=== Entries taken from an annotation dataset ===
* START *
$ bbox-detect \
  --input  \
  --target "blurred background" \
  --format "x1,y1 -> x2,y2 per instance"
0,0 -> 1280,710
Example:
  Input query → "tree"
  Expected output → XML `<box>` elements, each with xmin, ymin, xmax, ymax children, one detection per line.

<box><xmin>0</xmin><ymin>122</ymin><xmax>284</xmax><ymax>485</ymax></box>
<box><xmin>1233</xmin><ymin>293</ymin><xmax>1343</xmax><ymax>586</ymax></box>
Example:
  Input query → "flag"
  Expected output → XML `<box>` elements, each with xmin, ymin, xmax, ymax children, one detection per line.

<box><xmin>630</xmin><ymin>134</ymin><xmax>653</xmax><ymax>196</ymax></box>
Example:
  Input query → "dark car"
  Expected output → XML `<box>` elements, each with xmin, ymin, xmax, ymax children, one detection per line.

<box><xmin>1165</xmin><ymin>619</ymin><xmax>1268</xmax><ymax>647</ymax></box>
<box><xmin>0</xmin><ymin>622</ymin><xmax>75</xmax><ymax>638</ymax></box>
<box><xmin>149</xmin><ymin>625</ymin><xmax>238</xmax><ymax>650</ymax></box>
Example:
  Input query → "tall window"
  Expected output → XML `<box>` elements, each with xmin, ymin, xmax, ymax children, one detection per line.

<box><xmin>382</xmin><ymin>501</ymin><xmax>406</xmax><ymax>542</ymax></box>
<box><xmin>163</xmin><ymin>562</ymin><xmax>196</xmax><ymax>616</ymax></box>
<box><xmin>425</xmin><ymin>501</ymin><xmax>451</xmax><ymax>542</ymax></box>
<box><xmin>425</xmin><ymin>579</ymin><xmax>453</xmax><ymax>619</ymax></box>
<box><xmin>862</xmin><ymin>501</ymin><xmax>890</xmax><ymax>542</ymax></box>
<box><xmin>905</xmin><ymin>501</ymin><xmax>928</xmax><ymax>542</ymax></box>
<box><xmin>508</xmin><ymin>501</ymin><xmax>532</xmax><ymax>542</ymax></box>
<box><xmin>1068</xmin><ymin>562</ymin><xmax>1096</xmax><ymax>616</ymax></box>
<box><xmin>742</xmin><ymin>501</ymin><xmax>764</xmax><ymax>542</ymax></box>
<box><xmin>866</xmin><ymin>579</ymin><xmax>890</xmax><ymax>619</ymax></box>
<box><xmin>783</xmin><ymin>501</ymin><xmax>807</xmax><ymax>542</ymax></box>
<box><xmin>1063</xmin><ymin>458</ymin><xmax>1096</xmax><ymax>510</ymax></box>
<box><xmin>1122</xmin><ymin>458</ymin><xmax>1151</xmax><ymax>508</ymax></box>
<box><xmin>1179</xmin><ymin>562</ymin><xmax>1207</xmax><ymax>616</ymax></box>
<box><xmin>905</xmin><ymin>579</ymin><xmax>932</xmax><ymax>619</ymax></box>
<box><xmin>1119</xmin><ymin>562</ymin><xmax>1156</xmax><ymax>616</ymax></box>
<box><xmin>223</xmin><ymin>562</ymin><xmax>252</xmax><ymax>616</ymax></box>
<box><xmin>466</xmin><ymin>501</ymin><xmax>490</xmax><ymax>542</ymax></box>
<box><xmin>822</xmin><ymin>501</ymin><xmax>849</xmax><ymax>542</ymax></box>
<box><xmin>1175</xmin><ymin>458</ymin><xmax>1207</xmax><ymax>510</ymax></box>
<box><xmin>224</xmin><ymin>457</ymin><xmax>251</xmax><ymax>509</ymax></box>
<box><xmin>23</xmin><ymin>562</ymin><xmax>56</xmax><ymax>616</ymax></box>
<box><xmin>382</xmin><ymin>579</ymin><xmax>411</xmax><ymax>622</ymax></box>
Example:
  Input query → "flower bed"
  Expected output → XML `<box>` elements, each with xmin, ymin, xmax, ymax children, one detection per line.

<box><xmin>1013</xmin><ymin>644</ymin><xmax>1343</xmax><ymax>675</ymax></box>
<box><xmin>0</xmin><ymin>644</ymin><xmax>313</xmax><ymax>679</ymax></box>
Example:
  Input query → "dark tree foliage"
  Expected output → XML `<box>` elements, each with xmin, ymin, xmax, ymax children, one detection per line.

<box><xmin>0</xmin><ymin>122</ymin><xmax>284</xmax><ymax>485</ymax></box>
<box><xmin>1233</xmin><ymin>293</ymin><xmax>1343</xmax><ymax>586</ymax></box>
* END *
Which lines in the records contain the string "tree"? Find each one and copy it out in full, matching case exactly.

=== ANSWER IN FULL ===
  Input query → "tree"
  Input query → "dark tree foliage"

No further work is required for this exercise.